* Task brief: Where the word "white" occurs in a line of the data, return the whole line.
----- Given records -----
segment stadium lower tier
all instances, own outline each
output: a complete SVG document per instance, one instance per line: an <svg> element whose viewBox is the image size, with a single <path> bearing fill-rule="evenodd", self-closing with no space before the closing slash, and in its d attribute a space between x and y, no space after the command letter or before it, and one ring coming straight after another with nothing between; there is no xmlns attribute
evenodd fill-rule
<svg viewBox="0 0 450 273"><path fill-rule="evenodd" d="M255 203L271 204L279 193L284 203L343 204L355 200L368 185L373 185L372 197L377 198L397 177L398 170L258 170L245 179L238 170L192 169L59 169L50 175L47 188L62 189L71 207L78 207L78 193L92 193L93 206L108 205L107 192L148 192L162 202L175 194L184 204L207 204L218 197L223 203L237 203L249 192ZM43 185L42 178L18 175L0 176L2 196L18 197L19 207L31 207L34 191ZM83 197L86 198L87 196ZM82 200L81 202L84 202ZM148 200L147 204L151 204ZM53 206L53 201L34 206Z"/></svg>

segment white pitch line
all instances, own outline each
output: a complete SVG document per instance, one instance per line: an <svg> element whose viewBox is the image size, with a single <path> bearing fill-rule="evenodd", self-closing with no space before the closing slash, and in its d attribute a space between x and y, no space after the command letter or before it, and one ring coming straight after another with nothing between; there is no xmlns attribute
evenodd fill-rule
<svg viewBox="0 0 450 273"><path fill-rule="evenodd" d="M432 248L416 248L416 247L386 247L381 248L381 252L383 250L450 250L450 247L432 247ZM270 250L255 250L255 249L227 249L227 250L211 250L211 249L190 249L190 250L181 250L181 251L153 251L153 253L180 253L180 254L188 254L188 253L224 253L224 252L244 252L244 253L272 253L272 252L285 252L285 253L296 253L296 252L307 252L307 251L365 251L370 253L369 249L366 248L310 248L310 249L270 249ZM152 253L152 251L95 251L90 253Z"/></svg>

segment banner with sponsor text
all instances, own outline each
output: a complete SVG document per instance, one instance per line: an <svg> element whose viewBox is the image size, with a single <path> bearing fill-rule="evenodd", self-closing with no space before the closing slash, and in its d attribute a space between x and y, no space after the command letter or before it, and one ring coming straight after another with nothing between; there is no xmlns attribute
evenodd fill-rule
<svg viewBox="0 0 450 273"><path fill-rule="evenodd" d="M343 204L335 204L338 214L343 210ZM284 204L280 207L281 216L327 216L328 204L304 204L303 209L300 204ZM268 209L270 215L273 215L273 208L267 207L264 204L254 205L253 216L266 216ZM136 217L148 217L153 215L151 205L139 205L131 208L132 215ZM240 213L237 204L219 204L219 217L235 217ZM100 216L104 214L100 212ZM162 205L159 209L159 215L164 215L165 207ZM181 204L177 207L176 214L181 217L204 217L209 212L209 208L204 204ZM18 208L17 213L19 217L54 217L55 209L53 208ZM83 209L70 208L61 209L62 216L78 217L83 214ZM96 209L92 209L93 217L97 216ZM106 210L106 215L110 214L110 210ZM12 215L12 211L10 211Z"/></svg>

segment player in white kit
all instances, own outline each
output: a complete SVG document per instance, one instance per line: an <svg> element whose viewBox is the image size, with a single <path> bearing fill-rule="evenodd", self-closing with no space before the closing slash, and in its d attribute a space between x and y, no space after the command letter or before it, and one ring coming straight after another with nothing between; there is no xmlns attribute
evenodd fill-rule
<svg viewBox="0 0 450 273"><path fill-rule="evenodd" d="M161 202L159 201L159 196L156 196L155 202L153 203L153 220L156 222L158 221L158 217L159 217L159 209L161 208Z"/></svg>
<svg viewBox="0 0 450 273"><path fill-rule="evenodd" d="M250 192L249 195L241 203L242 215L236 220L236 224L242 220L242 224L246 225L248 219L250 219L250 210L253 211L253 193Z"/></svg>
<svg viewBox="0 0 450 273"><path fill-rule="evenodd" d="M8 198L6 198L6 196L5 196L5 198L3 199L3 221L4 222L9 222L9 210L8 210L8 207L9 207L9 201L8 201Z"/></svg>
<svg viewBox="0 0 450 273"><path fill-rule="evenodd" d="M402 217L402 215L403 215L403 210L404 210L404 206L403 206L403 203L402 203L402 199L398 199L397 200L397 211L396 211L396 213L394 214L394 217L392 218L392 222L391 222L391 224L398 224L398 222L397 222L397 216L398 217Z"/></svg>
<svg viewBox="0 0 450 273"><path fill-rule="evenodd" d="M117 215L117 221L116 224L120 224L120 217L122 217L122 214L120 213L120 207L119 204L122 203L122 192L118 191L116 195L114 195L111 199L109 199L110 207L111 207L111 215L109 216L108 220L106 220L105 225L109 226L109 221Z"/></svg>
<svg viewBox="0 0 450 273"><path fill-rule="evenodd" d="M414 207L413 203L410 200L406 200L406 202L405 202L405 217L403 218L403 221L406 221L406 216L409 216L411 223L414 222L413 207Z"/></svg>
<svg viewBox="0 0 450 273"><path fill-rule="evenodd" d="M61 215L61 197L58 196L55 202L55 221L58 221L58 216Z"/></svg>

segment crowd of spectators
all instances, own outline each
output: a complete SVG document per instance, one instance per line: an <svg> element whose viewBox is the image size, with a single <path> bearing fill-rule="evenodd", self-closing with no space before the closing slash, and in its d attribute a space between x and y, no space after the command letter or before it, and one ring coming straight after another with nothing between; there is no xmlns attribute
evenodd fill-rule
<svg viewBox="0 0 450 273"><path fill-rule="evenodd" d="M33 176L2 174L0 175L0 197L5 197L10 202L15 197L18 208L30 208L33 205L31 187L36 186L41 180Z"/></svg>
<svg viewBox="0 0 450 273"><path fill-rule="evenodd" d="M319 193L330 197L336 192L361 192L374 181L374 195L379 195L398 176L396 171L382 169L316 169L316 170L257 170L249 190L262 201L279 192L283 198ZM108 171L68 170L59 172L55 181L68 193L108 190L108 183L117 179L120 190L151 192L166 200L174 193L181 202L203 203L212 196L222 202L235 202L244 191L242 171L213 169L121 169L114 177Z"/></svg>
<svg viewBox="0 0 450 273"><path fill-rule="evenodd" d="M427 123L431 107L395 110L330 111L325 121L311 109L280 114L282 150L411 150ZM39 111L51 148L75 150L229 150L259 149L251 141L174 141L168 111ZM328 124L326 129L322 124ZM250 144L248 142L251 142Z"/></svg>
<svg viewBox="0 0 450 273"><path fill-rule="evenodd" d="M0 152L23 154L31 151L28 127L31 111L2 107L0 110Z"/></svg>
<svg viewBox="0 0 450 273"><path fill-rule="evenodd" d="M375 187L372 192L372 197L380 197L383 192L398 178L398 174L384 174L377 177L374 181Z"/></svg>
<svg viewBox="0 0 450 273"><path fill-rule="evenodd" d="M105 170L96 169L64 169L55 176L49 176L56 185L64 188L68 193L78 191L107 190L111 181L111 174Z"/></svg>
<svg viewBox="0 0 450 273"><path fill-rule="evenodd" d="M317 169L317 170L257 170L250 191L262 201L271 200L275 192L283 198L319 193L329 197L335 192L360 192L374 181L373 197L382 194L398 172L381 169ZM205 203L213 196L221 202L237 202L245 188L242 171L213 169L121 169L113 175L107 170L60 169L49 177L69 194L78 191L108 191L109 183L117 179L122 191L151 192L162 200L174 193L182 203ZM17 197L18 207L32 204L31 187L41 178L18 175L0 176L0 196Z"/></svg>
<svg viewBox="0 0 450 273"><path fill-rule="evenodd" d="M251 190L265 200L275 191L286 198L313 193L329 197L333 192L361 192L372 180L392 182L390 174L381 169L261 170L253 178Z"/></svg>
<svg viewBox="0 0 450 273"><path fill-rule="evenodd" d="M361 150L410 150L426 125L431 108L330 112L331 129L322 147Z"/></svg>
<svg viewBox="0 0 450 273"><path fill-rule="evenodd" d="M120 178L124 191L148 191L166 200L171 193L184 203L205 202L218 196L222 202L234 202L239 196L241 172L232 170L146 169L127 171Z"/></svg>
-----
----- Given records -----
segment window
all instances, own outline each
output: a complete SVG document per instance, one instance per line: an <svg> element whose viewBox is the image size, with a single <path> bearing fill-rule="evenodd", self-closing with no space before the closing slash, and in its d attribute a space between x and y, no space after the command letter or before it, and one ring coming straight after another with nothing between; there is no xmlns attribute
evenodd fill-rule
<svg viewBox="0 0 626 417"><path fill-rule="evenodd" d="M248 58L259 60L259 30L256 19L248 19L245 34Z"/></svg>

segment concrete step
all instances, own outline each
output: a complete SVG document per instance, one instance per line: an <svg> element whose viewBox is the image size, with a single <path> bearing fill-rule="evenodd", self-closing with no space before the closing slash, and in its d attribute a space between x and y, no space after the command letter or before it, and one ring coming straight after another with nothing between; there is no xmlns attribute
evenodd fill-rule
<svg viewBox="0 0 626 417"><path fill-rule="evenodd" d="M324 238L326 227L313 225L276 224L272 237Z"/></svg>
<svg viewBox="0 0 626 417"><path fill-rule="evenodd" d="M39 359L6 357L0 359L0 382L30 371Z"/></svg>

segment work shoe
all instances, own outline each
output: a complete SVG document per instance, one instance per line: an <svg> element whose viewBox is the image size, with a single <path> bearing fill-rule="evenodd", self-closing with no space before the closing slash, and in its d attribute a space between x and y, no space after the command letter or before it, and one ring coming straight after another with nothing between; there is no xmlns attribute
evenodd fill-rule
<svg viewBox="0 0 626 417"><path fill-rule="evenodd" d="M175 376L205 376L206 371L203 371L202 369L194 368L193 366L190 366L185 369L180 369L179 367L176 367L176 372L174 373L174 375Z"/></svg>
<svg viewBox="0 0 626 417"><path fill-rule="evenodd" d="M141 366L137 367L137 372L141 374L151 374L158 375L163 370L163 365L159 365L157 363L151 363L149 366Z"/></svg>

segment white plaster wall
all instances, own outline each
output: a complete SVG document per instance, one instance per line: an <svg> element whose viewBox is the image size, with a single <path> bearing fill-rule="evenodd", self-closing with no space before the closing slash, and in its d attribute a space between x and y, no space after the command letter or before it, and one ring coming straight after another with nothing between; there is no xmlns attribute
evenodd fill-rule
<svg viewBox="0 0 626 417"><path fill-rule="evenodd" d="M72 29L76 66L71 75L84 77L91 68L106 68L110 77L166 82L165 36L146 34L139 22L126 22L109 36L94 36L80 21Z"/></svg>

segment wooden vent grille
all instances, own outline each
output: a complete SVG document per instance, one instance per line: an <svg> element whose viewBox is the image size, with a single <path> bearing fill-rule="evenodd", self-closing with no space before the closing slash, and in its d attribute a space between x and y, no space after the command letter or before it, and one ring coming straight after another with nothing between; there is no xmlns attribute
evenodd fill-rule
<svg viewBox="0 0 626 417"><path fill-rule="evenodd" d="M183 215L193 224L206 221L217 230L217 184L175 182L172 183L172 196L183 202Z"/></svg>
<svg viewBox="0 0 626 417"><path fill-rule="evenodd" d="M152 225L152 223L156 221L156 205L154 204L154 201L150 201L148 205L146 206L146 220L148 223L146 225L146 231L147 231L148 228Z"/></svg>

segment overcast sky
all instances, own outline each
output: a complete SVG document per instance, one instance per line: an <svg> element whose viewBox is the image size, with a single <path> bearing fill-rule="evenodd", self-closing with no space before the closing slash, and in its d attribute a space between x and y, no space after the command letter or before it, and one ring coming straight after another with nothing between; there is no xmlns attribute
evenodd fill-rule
-----
* Written solution:
segment white pitch line
segment player in white kit
segment white plaster wall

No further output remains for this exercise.